Object pointing dataset rows:
- - - - - - -

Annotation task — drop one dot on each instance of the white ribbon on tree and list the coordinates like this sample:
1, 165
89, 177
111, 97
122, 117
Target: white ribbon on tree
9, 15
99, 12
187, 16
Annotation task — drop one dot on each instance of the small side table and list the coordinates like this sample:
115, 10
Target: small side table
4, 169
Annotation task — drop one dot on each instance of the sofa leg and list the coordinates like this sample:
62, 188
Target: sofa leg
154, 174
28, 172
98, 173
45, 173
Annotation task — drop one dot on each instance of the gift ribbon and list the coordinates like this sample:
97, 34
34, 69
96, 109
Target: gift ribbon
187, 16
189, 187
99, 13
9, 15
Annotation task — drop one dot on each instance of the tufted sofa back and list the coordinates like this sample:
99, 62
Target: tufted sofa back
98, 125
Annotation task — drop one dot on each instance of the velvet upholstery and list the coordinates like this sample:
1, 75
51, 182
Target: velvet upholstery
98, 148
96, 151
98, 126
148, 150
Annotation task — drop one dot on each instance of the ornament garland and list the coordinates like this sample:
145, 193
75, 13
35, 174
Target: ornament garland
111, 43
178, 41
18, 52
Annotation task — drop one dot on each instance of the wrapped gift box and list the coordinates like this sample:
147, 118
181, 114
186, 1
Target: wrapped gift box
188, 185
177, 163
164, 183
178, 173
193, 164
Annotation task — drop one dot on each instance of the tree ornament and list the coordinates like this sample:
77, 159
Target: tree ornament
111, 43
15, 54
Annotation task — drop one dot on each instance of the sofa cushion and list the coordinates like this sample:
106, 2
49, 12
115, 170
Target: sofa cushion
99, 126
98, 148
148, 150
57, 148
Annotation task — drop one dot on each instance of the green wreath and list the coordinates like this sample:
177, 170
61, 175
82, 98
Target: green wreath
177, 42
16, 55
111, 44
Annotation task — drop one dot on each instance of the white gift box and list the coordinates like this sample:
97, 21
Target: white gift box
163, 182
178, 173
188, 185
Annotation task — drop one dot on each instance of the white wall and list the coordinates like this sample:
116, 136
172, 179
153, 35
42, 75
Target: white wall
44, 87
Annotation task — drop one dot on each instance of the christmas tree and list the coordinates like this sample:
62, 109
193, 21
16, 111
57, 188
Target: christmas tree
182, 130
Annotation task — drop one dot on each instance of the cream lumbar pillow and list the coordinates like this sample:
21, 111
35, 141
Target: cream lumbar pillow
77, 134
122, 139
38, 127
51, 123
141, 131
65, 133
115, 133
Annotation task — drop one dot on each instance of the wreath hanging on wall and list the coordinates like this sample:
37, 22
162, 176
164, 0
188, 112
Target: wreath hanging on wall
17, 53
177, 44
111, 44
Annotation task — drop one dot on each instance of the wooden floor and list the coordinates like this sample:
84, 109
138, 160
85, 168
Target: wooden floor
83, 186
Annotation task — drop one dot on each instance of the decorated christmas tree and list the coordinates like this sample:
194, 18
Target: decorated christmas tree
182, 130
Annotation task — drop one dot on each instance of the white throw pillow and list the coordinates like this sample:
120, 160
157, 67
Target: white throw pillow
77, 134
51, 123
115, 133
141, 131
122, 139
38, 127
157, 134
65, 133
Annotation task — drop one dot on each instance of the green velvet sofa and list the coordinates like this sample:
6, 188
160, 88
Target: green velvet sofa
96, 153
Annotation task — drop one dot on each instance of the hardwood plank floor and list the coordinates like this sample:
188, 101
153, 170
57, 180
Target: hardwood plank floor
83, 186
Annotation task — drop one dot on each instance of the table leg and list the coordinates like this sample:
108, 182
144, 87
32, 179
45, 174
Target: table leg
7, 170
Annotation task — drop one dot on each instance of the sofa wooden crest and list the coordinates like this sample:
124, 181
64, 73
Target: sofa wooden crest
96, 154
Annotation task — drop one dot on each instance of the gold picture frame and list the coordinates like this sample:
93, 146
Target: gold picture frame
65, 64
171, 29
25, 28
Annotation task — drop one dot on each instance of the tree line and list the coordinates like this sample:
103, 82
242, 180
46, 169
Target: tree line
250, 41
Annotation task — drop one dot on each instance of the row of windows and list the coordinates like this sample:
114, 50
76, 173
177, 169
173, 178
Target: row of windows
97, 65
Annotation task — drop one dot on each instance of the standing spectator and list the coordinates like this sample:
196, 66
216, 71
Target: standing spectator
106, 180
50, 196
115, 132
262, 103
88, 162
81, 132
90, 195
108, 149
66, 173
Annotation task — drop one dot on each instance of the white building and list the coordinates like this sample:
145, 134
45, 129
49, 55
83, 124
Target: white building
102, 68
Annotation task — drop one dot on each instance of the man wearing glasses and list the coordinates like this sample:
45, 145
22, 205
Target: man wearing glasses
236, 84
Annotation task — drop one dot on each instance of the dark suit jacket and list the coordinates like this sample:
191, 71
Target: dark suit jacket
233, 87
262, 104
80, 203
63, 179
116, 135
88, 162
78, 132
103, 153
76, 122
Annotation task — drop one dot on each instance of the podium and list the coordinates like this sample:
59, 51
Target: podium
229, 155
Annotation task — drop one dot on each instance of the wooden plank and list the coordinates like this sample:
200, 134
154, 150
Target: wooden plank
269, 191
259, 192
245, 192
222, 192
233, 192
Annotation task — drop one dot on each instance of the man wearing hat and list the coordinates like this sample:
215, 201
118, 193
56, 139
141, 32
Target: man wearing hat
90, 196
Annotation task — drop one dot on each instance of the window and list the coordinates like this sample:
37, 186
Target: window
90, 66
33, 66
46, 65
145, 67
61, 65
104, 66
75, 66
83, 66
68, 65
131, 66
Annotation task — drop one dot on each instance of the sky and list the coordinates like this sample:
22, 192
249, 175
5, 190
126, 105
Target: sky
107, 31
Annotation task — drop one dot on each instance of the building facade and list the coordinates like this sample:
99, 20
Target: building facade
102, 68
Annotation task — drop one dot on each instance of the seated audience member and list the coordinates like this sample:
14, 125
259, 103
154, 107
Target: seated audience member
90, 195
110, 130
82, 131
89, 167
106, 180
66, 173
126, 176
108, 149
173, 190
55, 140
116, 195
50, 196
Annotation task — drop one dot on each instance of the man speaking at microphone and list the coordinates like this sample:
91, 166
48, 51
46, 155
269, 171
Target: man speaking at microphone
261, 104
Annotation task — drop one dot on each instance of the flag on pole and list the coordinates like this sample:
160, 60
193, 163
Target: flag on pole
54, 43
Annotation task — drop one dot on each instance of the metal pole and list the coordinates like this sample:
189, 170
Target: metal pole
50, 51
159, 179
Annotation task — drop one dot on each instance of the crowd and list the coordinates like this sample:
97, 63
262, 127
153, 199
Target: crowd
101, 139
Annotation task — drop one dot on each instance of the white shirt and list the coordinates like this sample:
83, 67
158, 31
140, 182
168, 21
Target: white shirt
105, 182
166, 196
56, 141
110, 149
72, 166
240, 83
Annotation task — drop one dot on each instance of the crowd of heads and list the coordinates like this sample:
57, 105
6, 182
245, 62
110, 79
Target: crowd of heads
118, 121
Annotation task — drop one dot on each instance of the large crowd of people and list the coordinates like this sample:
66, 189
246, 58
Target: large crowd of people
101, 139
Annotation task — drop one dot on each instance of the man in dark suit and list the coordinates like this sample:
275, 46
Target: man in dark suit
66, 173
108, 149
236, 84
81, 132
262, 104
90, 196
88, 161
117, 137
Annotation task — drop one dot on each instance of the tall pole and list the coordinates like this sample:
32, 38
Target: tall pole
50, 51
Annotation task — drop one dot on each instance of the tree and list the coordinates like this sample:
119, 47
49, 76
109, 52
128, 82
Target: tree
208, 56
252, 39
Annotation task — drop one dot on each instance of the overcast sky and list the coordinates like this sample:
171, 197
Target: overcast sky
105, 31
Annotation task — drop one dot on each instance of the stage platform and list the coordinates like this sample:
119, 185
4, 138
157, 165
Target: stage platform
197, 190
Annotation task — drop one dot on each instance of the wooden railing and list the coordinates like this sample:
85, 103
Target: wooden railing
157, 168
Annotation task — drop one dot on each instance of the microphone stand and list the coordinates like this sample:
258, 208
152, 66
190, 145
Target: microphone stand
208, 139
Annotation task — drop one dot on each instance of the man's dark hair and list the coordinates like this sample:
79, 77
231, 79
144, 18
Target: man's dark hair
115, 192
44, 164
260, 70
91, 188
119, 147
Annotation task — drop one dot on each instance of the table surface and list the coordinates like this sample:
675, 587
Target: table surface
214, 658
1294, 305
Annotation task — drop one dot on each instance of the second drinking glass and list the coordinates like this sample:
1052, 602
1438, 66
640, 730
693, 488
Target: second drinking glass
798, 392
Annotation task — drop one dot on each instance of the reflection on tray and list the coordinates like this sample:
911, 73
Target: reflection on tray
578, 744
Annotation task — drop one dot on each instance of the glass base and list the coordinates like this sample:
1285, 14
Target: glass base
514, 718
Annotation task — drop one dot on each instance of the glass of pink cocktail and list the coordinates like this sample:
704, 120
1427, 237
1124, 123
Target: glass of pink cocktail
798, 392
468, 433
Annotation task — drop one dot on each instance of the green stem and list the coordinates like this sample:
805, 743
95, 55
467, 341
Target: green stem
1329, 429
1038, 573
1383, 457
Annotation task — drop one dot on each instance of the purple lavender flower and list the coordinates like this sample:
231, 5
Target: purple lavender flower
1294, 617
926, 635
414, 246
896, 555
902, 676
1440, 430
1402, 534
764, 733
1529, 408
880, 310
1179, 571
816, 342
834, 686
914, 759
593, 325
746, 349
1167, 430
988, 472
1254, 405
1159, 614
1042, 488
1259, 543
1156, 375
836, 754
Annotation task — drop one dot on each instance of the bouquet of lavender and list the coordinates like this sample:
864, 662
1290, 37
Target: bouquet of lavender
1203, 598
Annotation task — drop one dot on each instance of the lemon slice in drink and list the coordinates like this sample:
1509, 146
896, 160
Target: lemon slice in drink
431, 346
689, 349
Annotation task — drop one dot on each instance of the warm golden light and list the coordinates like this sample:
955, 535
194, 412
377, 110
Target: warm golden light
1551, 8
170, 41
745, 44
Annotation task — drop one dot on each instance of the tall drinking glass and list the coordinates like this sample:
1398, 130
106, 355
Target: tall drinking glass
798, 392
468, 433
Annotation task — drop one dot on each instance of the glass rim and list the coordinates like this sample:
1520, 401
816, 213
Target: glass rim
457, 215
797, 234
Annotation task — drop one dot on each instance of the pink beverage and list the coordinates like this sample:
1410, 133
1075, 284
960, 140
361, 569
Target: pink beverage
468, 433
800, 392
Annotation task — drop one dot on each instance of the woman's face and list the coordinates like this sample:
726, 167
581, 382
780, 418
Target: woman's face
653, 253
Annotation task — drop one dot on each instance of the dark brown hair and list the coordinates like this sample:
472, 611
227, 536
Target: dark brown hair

- - - - - - -

Set problem ▸
Beginning with the line that contains "of the lemon", quote each line exactly through the last line of the entries above, and nothing beyond them.

Answer below ▸
Annotation task — drop one dot on each instance of the lemon slice in drink and list the coordinates like this sample:
1509, 146
896, 160
Target: lemon slice in drink
431, 346
689, 349
Annotation task — drop one dot on each instance of the warm golden light and list the coordinates like this sample:
955, 535
194, 412
377, 110
Target: warm golden light
1551, 8
170, 41
745, 44
Annotation task — drop one dot on each instance of the tall drinking glass and list the coordinates like this sample:
1398, 130
106, 355
Target: tall drinking glass
798, 392
468, 433
Annotation task — drop one dot on each instance of the glass rim and list the coordinates like this sample:
1520, 401
816, 213
Target: glass rim
457, 215
797, 234
Annotation task — drop one dot on each instance of the pink beverage and list the coordinates like this sample:
1410, 133
1075, 284
960, 140
361, 569
Target: pink beverage
468, 433
800, 392
Annotation task — drop one dot on each instance of the woman's face and list the coordinates like this sample:
726, 167
581, 382
780, 418
Target: woman's face
653, 253
Annotation task — drop one dot on each instance of the dark brown hair and list the coordinates like this sample:
472, 611
227, 536
Target: dark brown hair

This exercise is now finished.